> **Page**
The former Nigerian prostitute was garbed in a long traditional flowing gown patterned with brown and grey oval designs with a black veil wrapped around her head.
Arrested in June 2022, Omoruyi, who was one of the leaders of a vast network of human traffickers operating in Nigeria, Italy, Spain, and the Netherlands, was extradited to Italy by the order of the Federal High Court in Abuja.
She arrived at the Ciampino airport in Rome on March 8, 2023, where she was taken away in a wheelchair by the police.
Hers was the first extradition under a treaty between the Government of Italy and the Federal Government, which came into force in 2020.
The Italian police disclosed that Omoruyi had been tried in Italy and sentenced to 13 years in prison for running a prostitution ring and trafficking women to the country.
Who is Charity Omoruyi?
Saturday PUNCH gathered that Omoruyi (aka Jeff Joy) was born in 1975. NAPTIP, however, puts her age at 54.
According to the United Nations Office on Drugs and Crime, she arrived in Ravenna, Italy, in 1995, seeking asylum, which was granted to her.
The convict, who hails from Ego Local Government Area of Edo State, coordinated a trafficking ring that lured numerous girls and the destitute in Nigeria and forced them to become prostitutes in Italy and other parts of Europe, sometimes under duress.
Omoruyi’s illicit activities drew the attention of Italian authorities who placed her on the list of the 10 most wanted criminals in the country.
Following a tip-off, some members of her criminal network were arrested by the authorities, but before she could be prosecuted, Omoruyi absconded from Italy and fled to Nigeria.
Notwithstanding, she was tried and convicted in absentia after failing to comply with court summons.
Her trafficking case was one of many that were investigated by the UNODC in collaboration with the Siracusa International Institute for Criminal Justice and Human Rights.
This alliance had brought together 10 European jurisdictions and Nigeria law enforcement agencies, who met to discuss and network on investigating and prosecuting organised criminal groups operating in Nigeria and Europe, including case consultations relevant to ongoing investigations.
Although Omoruyi had been on the run from the authorities since 2010, the arms of the law still reached beyond geographical boundaries to apprehend her.
NAPTIP, in a statement by its Press Officer, Mr Vincent Adekoye, explained that it took the combined effort of the Department of State Services, the Federal Ministry of Justice, and Italian authorities to fish out the notorious human trafficker.
Following the receipt of a formal request by the Italian authorities to extradite the trafficker with the assistance of the DSS, she was tracked and arrested in Benin, Edo State, in June 2022 and handed over to NAPTIP’s Benin Zonal Command and later transferred to NAPTIP’s headquarters in Abuja.
Omoruyi was under NAPTIP’s custody until her arraignment before Justice Binta Nyako of the Federal High Court 2, Maitama, where a remand order was issued for her transfer to the Nigeria Custodial Centre, Suleja, pending the finalisation of the extradition process by the Federal Ministry of Justice.
Her extradition to Italy on March 8, 2023, was facilitated by Article 12 of the extradition treaty between Italy and Nigeria and signed in Rome in November 2016.

> **Information supplied**
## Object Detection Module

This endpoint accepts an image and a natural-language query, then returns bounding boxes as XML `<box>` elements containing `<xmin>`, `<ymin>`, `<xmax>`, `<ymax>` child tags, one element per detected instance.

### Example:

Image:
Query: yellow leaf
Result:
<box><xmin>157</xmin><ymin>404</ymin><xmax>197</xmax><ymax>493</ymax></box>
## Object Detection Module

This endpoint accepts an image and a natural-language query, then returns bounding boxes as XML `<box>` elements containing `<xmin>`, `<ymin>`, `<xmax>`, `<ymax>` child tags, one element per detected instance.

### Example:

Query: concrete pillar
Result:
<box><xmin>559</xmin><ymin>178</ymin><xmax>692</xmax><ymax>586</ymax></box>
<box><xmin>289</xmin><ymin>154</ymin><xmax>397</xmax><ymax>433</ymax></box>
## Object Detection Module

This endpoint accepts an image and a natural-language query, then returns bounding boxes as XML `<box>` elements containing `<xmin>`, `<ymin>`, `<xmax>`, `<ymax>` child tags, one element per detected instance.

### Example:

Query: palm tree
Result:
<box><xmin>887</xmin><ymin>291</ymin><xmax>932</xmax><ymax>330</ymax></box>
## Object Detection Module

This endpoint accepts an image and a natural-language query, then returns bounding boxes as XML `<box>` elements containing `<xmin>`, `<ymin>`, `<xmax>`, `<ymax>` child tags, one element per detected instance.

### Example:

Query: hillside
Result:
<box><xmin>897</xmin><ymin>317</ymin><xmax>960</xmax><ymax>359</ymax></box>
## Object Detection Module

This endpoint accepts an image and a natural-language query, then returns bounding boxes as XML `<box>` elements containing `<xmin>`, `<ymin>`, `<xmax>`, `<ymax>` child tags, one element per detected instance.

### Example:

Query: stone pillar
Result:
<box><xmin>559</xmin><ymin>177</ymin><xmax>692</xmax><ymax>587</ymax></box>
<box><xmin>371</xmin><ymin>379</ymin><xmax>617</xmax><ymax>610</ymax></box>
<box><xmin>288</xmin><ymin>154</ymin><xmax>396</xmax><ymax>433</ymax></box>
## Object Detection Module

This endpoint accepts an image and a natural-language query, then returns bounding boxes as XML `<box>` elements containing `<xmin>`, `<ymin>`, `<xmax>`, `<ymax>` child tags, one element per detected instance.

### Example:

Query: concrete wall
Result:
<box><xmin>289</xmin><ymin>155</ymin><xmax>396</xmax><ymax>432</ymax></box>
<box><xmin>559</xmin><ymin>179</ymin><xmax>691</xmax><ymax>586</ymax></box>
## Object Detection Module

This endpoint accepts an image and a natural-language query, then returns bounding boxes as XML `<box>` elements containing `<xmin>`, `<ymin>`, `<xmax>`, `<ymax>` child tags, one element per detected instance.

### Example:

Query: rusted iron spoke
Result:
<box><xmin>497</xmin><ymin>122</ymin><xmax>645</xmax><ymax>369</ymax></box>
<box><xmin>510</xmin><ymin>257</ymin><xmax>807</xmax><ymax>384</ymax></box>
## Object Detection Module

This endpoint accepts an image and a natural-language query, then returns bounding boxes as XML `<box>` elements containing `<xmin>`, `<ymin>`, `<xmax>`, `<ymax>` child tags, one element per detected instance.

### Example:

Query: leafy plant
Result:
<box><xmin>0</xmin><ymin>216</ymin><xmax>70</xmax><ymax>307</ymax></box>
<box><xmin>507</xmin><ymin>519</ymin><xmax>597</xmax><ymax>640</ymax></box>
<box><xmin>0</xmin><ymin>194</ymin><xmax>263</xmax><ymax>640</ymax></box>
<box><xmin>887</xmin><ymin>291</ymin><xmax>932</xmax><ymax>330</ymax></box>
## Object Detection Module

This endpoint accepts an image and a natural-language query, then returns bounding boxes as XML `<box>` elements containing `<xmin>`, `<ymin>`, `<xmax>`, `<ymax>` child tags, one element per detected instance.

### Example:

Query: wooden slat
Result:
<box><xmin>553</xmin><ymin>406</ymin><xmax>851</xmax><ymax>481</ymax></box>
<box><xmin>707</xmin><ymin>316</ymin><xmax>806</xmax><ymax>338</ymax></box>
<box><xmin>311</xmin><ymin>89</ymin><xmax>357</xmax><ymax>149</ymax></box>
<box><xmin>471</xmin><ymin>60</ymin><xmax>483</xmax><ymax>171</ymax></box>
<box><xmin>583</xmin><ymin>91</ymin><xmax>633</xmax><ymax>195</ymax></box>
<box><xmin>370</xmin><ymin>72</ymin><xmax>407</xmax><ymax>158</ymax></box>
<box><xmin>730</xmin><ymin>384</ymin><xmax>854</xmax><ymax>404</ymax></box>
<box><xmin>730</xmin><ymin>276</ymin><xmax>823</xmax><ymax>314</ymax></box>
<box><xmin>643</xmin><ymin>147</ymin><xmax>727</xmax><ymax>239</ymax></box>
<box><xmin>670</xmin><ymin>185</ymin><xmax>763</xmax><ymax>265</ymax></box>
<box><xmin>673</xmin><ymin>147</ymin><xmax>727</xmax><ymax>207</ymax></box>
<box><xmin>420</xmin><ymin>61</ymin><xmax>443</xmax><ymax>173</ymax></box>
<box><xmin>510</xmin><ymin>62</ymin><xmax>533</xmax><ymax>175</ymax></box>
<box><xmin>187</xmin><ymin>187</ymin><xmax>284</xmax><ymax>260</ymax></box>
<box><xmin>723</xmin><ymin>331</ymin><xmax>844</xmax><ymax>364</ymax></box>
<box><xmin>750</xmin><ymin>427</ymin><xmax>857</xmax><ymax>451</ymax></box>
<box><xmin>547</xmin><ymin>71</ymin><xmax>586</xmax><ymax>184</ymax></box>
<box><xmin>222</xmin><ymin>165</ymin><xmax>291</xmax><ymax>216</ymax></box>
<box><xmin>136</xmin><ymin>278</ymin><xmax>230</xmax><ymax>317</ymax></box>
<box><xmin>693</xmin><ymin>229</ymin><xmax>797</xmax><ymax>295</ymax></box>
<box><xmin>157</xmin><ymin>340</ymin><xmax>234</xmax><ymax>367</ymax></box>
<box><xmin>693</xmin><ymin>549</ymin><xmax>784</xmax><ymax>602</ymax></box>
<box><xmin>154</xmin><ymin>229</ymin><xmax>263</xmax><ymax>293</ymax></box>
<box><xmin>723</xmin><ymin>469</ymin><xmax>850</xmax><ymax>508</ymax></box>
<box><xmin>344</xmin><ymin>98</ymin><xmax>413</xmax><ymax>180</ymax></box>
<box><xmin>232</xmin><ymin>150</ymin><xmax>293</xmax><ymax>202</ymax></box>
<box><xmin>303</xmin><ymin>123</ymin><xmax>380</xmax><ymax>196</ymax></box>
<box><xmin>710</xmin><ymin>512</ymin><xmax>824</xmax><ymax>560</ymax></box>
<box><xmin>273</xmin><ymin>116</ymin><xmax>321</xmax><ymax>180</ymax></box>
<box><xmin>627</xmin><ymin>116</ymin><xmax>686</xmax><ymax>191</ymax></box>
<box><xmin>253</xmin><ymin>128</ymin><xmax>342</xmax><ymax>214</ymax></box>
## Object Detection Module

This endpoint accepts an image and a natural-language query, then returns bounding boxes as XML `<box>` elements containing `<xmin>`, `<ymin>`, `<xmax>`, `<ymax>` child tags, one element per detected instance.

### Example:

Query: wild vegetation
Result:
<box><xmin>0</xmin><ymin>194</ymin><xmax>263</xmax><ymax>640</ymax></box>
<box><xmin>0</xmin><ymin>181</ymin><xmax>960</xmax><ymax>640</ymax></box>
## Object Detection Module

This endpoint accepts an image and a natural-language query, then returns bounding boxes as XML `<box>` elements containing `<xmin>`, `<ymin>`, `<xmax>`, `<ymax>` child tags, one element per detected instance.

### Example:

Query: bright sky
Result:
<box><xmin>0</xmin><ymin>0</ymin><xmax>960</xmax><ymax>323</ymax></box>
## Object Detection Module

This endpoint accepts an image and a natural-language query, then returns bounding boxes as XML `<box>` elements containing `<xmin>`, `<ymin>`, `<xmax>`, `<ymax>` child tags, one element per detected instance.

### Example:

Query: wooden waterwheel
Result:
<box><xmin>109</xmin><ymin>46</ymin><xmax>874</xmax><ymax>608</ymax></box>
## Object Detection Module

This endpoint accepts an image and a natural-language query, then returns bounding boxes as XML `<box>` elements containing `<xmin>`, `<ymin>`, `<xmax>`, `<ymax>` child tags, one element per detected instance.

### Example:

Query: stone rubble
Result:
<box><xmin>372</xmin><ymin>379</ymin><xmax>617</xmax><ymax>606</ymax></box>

> **Exercises**
(1) Translate this sentence from the article on Charity Omoruyi's extradition into Spanish: "She arrived at the Ciampino airport in Rome on March 8, 2023, where she was taken away in a wheelchair by the police."
(2) Please pick out every line in the entries containing the string "pillar" and copy each one.

> **Written responses**
(1) Llegó al aeropuerto de Ciampino, en Roma, el 8 de marzo de 2023, donde la policía se la llevó en silla de ruedas.

(2)
Query: concrete pillar
Query: stone pillar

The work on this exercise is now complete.